With much trepidation, Abellanosa went to her regular physician to be tested. “Like many people in that kind of situation, I made a bargain with God,” she says. “I said, ‘Please don’t let me have diabetes and I promise I’ll turn my health around.'”


The test was negative, and Abellanosa knew she had to make good on her promise. Her mother had had some success with Weight Watchers, so she decided to join as well.


This was, of course, not the first time she had tried to lose weight. Abellanosa says she can remember feeling fat as far back as the fourth grade. Looking at pictures from that time now, she realizes that she wasn’t, in fact, overweight, but that was how she thought of herself.


It was when she went through puberty that she really began to pile on the pounds. “Going to middle school is an intense experience for young girls, and I used food as a coping mechanism, to comfort myself,” Abellanosa says.


She tried diets in high school, but none of them seemed to work for her, and she hated exercise. So by the time she finished high school, she had simply accepted that she was going to be a large person.


“My parents were really great. They always taught me to be proud of who I am regardless of what size I am and to be confident,” she says. “I embraced the concept of the ‘Big, Beautiful Woman,’ and I figured if people had a problem with that, that was their issue not mine.”


So even as she earned a journalism degree at the UW and went to work for a state legislator in Olympia, Abellanosa kept gaining weight. She joined the Henry eight and a half years ago, and by the time she went to Weight Watchers in 2004, she tipped the scales at 363.6 pounds.


After her diabetes scare, Abellanosa did two things: She started making different food choices and she started exercising.


“I’ve learned that everything I put in my mouth is a choice,” she says. “I’m either choosing to have long-term success or short-term pleasure. The other thing I’ve learned is that my body is the house I have to live in the rest of my life and I can respect it by nourishing it and understanding that food is fuel or I can treat it badly.”


For exercise, Abellanosa started off taking a hydro-aerobics class and going to a women’s gym where she did a prescribed circuit of exercise equipment. Being seen in a bathing suit was hard, she says, but she made up her mind that she was there to take care of her health and she wouldn’t let other people’s stares deter her.

Actions to take:
1. In the weight-loss profile, how much did Abellanosa weigh when she went to Weight Watchers in 2004?
2. Copy the passage of the weight-loss profile that begins at the words "She tried diets" and stops after the words "she started exercising.".

Listed entries:

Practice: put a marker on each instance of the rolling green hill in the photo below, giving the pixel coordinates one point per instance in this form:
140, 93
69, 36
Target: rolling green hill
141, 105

Exercise solutions:
1. 363.6 pounds

2.
She tried diets in high school, but none of them seemed to work for her, and she hated exercise. So by the time she finished high school, she had simply accepted that she was going to be a large person.


“My parents were really great. They always taught me to be proud of who I am regardless of what size I am and to be confident,” she says. “I embraced the concept of the ‘Big, Beautiful Woman,’ and I figured if people had a problem with that, that was their issue not mine.”


So even as she earned a journalism degree at the UW and went to work for a state legislator in Olympia, Abellanosa kept gaining weight. She joined the Henry eight and a half years ago, and by the time she went to Weight Watchers in 2004, she tipped the scales at 363.6 pounds.


After her diabetes scare, Abellanosa did two things: She started making different food choices and she started exercising.